● PROBLEM DETAILS
Offset the point coordinates by adding 25 to each number, and write out every line from the line with "Tag the blue" through the end of the records, including the lines asking for tags. Leave the pictures out of your answer.

● DATA TO PROCESS
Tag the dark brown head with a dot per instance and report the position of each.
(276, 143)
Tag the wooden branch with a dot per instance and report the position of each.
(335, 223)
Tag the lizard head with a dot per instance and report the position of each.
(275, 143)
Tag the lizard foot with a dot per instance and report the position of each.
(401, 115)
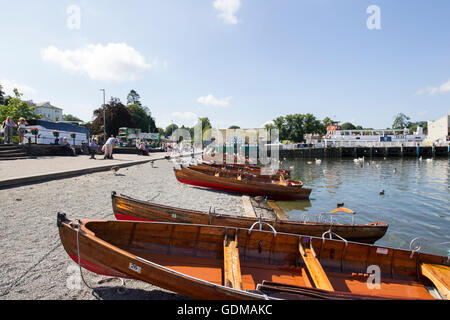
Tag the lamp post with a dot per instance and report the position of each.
(104, 115)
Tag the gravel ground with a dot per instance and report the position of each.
(34, 264)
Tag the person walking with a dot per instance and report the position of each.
(93, 147)
(21, 124)
(109, 146)
(8, 125)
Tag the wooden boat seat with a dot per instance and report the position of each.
(315, 269)
(276, 209)
(439, 275)
(231, 266)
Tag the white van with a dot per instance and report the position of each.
(46, 128)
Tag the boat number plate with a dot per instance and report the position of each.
(135, 268)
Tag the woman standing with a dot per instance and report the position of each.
(8, 126)
(22, 123)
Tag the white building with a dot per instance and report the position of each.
(47, 111)
(439, 130)
(337, 137)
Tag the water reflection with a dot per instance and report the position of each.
(415, 202)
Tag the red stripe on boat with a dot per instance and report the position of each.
(105, 271)
(125, 217)
(238, 190)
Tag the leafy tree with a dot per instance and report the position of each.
(401, 121)
(293, 126)
(70, 117)
(133, 98)
(117, 116)
(141, 118)
(2, 95)
(413, 126)
(17, 108)
(170, 129)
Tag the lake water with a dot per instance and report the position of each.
(416, 200)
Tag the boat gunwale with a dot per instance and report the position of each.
(275, 221)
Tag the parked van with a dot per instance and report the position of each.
(46, 129)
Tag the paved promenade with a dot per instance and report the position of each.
(16, 172)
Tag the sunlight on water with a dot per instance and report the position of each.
(415, 203)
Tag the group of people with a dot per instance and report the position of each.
(7, 129)
(64, 142)
(107, 148)
(141, 146)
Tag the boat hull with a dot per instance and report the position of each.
(126, 208)
(201, 261)
(271, 190)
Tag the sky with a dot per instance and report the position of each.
(238, 62)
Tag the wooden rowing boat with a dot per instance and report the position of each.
(248, 168)
(245, 185)
(126, 208)
(222, 263)
(243, 173)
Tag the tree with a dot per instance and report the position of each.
(2, 95)
(117, 116)
(141, 118)
(293, 127)
(17, 108)
(69, 117)
(133, 98)
(401, 121)
(413, 126)
(170, 129)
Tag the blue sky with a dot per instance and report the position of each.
(238, 62)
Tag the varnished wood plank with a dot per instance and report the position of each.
(248, 207)
(439, 275)
(232, 269)
(315, 269)
(276, 209)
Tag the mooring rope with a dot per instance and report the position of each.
(120, 290)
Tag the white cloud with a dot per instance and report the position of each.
(184, 115)
(227, 9)
(10, 85)
(114, 61)
(443, 88)
(212, 101)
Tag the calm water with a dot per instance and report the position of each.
(416, 200)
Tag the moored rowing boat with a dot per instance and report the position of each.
(245, 185)
(126, 208)
(213, 262)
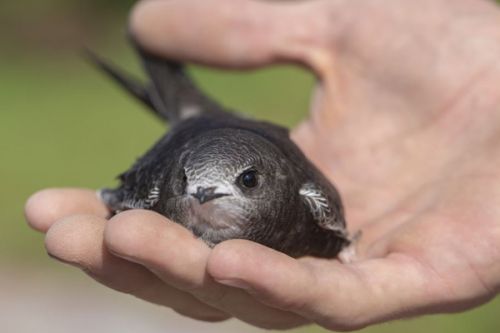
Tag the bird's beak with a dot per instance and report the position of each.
(206, 194)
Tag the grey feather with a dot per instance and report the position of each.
(223, 176)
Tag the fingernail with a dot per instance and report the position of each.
(235, 283)
(63, 261)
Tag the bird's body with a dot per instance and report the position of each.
(225, 177)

● FINAL ANSWER
Tag the blue sky with a dot per instance and report the position of each.
(263, 87)
Tag the varnished wood plank with a dot per instance and report the position of each.
(273, 232)
(464, 300)
(257, 294)
(340, 294)
(301, 234)
Tag the mooring rope with a dot per instance and report the position of each.
(145, 315)
Tag the white cloud with a dot per instance and report the position of each.
(209, 140)
(252, 34)
(35, 110)
(139, 86)
(468, 113)
(237, 126)
Tag the calm water with a dot per instance and report the position of each.
(441, 225)
Tag the moored rowing boat with a dot per instance and report the position of each.
(270, 210)
(151, 233)
(238, 287)
Tag the bird's beak with a dot per instance and report the position of each.
(231, 219)
Tag the grey feather with a dot per instance and report the position of each.
(248, 201)
Tag the fingernail with a dot per instance and report the position of each.
(260, 308)
(88, 286)
Tag the bird's body with a dot per instance and report the position of each.
(250, 202)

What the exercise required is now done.